-- START --
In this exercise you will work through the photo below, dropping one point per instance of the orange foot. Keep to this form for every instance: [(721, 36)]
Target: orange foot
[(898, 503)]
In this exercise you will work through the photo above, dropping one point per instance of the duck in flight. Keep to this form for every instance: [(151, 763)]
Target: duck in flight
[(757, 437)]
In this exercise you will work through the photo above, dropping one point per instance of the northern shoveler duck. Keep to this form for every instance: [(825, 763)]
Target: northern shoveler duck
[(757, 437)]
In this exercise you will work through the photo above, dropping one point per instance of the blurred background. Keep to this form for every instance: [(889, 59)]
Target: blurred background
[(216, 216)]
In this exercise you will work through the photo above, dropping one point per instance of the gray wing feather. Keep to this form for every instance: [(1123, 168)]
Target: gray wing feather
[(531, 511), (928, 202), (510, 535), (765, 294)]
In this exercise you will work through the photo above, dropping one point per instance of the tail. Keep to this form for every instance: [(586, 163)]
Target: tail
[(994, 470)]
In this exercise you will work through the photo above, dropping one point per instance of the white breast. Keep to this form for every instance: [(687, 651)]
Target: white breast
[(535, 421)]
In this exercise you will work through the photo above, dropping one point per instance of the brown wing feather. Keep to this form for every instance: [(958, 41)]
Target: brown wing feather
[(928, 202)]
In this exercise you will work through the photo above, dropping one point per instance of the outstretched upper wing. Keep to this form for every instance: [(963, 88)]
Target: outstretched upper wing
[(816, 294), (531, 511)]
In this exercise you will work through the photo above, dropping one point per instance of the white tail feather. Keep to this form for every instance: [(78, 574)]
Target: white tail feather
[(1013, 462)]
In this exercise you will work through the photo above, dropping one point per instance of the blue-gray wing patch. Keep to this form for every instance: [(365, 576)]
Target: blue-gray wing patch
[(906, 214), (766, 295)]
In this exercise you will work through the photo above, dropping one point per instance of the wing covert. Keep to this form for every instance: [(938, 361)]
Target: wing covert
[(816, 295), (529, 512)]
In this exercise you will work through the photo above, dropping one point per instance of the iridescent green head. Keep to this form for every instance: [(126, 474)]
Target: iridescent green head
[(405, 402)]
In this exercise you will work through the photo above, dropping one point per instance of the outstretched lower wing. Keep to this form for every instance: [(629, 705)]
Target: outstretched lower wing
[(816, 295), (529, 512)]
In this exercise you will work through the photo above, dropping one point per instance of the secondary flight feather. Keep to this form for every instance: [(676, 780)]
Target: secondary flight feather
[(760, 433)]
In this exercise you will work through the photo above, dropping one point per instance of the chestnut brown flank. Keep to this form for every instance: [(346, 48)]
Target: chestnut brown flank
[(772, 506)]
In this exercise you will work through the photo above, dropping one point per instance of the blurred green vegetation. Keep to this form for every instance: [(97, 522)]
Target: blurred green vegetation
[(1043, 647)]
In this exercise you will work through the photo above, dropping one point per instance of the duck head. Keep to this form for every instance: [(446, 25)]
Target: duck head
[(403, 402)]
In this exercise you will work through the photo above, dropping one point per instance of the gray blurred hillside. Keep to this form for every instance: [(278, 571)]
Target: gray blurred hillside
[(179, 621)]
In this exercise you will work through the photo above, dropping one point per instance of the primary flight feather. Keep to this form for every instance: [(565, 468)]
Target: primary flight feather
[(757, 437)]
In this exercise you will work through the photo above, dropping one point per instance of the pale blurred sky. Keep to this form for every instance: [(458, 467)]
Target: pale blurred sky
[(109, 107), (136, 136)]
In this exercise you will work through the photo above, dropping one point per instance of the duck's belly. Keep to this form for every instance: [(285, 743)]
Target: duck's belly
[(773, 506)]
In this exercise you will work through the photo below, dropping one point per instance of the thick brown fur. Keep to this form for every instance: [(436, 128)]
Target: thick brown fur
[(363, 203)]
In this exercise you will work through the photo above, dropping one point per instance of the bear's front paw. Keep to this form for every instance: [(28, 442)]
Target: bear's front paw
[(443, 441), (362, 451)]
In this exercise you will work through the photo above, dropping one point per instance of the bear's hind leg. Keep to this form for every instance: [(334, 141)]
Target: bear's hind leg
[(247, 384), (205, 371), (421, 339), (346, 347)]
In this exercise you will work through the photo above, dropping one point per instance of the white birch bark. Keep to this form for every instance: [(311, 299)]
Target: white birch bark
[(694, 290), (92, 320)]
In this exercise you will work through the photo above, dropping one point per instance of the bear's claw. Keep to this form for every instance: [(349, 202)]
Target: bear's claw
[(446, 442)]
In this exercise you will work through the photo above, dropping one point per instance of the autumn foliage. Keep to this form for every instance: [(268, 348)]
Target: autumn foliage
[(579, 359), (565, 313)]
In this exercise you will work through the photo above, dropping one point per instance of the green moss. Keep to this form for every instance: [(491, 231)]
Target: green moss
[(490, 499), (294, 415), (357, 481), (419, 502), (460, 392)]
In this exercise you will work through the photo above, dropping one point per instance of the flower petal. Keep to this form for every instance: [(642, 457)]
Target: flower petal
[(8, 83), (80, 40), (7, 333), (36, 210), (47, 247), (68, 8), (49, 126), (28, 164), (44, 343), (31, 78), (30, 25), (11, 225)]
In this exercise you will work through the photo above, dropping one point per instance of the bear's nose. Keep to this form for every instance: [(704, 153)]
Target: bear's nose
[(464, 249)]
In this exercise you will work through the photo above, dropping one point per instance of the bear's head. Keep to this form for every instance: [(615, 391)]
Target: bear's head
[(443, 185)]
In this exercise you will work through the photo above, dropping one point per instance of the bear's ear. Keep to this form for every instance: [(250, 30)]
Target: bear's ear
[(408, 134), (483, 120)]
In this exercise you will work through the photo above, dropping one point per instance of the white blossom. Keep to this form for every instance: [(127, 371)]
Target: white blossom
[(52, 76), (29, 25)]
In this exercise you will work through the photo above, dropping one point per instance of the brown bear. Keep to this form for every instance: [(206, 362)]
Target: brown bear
-- END --
Rewrite the part that opens with the line containing "instance: [(642, 457)]" and closes with the line containing "[(464, 249)]", changing "Target" to "Label" and leaving everything else as it is.

In this exercise you will work through the photo above, dropping one point per instance of the flower petal. Keep to this form for every instance: [(642, 457)]
Label: flower petal
[(8, 83), (80, 40), (7, 333), (36, 210), (47, 247), (68, 8), (49, 126), (28, 164), (44, 343), (31, 78), (30, 25), (11, 225)]
In this exercise you will work through the photo above, dropping one point per instance of the bear's nose. Keep to this form for every instance: [(704, 153)]
Label: bear's nose
[(464, 249)]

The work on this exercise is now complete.